* [Exercises to complete]:
a. Reproduce the Greensea article from "SeaDiscovery.com" up to and including "Greensea Systems, Inc.)".
b. Gather every line in the entries that contains the string "grille".

-- Start of Reading text --

Greensea Delivers Four Systems in May

SeaDiscovery.com
Thursday, May 30, 2013
Workclass ROV interface with route automation, station-keeping, and dynamic positioning modules deployed on a touchscreen. (Photo: Greensea Systems, Inc.)

Greensea Systems, Inc., a developer of software for unmanned vehicles, marked the end of a successful 18-month R&D effort with the delivery of four navigation and control systems in May. The deliveries consisted of navigation and control software suites for a standalone Inertial Navigation System (INS), a 1,000-meter rated commercial AUV, a 6,000-meter workclass ROV and a retrofit for a miniature ROV. The recently completed R&D effort focused on modularizing Greensea's software architecture to allow for more flexibility in scope and increased portability across hardware platforms. This restructuring extends the capabilities of Greensea's INS technology through the modular addition of proven control, automation and communication modules.

"The range of requirements and platform types spanning these deliveries speaks to the power of the new architecture," said Ben Kinnaman, President of Greensea. "We are particularly excited about the full autonomy packages we are delivering to ROVs. We are finding this technology allows unprecedented accuracy, performance, and efficiency in ROV operations."

-- End of Reading text --
-- Start of Provided entries --

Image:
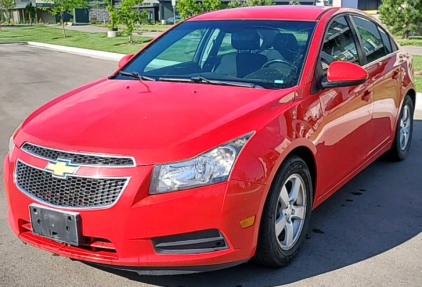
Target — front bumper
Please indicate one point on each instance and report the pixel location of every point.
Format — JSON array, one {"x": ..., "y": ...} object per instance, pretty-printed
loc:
[{"x": 122, "y": 235}]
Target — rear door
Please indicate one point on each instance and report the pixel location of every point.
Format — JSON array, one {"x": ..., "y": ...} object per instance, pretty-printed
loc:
[{"x": 383, "y": 64}]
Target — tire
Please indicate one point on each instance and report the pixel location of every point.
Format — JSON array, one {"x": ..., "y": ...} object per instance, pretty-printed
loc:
[
  {"x": 404, "y": 131},
  {"x": 285, "y": 219}
]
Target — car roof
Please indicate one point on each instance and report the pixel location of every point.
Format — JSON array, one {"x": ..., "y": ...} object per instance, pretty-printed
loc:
[{"x": 279, "y": 12}]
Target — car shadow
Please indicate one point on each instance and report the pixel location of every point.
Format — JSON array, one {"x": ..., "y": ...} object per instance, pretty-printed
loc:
[{"x": 376, "y": 211}]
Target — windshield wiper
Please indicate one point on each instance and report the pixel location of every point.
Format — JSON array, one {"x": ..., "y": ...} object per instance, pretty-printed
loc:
[
  {"x": 201, "y": 79},
  {"x": 136, "y": 75}
]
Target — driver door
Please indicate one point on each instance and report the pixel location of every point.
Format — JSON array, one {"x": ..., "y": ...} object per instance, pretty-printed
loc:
[{"x": 344, "y": 142}]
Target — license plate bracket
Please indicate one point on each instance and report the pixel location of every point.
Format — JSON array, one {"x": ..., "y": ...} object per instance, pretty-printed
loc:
[{"x": 61, "y": 226}]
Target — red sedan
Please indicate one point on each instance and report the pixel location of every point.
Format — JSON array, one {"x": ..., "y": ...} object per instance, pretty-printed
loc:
[{"x": 213, "y": 144}]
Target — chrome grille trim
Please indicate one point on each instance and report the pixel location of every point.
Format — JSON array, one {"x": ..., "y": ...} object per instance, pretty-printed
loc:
[
  {"x": 79, "y": 158},
  {"x": 93, "y": 178}
]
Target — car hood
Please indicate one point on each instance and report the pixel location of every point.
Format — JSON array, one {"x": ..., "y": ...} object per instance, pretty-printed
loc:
[{"x": 155, "y": 122}]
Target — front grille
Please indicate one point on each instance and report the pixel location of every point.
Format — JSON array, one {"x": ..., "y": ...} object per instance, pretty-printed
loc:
[
  {"x": 77, "y": 158},
  {"x": 73, "y": 191}
]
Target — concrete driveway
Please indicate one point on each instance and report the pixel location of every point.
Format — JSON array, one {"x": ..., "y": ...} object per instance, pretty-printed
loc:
[{"x": 367, "y": 234}]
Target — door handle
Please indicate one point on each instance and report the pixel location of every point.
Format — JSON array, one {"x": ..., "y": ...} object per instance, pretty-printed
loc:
[{"x": 367, "y": 95}]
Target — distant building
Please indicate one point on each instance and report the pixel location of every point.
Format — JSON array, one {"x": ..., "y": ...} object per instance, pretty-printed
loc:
[
  {"x": 358, "y": 4},
  {"x": 166, "y": 10}
]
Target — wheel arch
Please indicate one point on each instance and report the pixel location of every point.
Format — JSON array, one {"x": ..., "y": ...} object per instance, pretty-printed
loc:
[
  {"x": 308, "y": 157},
  {"x": 412, "y": 95}
]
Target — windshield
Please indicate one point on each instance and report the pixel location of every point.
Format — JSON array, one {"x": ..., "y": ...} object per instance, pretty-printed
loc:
[{"x": 261, "y": 53}]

-- End of Provided entries --

* [Solutions]:
a.
SeaDiscovery.com
Thursday, May 30, 2013
Workclass ROV interface with route automation, station-keeping, and dynamic positioning modules deployed on a touchscreen. (Photo: Greensea Systems, Inc.)

b.
Target — chrome grille trim
Target — front grille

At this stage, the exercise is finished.